GIVEN INFORMATION ->
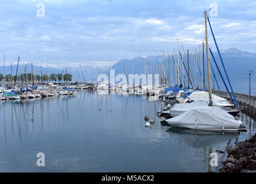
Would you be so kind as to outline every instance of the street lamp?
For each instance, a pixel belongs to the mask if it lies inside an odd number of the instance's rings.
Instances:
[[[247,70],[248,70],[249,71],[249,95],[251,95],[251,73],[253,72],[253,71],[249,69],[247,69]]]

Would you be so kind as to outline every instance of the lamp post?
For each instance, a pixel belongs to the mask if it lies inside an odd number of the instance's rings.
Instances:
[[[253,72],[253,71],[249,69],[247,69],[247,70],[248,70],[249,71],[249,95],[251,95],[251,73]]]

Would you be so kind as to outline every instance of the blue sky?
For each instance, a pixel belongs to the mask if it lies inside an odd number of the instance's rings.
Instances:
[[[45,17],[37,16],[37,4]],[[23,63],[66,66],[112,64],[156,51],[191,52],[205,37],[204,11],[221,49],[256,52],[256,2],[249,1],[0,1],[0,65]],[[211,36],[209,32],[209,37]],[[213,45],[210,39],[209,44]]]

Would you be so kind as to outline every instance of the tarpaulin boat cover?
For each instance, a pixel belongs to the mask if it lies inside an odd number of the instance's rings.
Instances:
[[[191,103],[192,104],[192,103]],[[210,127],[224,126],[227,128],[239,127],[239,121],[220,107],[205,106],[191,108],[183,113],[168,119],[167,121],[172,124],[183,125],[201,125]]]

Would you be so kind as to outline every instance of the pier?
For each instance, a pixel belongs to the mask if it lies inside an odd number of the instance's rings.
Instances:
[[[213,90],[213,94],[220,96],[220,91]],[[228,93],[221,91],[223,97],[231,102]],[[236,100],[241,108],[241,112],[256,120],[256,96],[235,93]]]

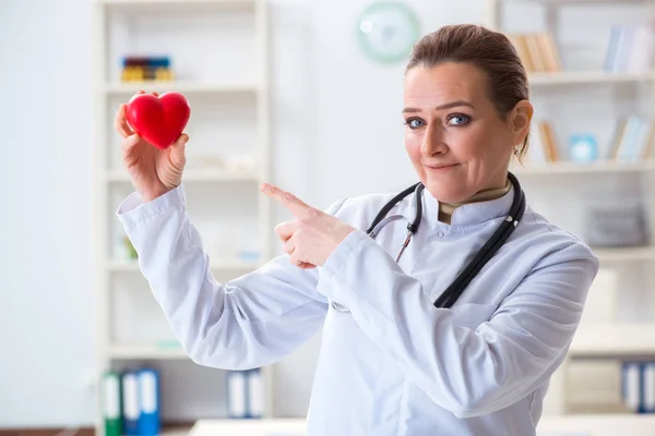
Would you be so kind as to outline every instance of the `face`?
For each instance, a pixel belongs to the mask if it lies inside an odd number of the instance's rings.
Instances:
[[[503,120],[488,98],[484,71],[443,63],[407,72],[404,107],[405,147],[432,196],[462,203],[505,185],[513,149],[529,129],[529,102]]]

WHAT IS EXPECTED -> Your copy of the data should match it exactly, except that pictures are left out.

WRITTEN REPLY ->
Would you be so kind as to outline every instance of the street lamp?
For each instance, a pixel belongs to the mask if it lies inside an odd number of the instance's rings.
Instances:
[[[247,70],[248,70],[249,71],[249,95],[251,95],[251,73],[253,72],[253,71],[249,69],[247,69]]]

Would you be so kind as to outline every instance of the lamp post?
For each instance, a pixel belongs to the mask if it lies inside an odd number of the instance's rings.
Instances:
[[[253,72],[253,71],[249,69],[247,69],[247,70],[248,70],[249,71],[249,95],[251,95],[251,73]]]

Would you be so kind as to outline every instance of the blue sky?
For each instance, a pixel belongs to the mask if it lies inside an odd number of the instance's rings.
Instances:
[[[45,17],[37,16],[37,4]],[[23,63],[66,66],[112,64],[156,51],[191,52],[205,37],[204,11],[221,49],[256,52],[256,2],[249,1],[0,1],[0,65]],[[211,36],[209,32],[209,37]],[[213,45],[210,39],[209,44]]]

Would you be so kind as to outline every instance of the tarpaulin boat cover?
For each instance, a pixel belongs to the mask if it lies inside an odd number of the instance's rings.
Instances:
[[[191,103],[192,104],[192,103]],[[210,127],[224,126],[227,128],[239,127],[239,121],[220,107],[205,106],[191,108],[183,113],[168,119],[167,121],[172,124],[183,125],[201,125]]]

Would you be so kind as to outline every instance of the pier?
For each instance, a pixel belongs to the mask if it lies inside an odd number of the instance's rings.
Instances:
[[[213,90],[213,94],[220,96],[220,91]],[[228,93],[221,91],[223,97],[231,102]],[[236,100],[241,108],[241,112],[256,120],[256,96],[235,93]]]

Would you be so kind as to outline every instance of the `face`?
For each instance, a pixel belongs to the mask if it lies inside an odd number of the instance's rings.
Instances:
[[[503,120],[488,98],[484,71],[443,63],[407,72],[404,107],[405,147],[432,196],[462,203],[505,185],[513,149],[529,129],[529,102]]]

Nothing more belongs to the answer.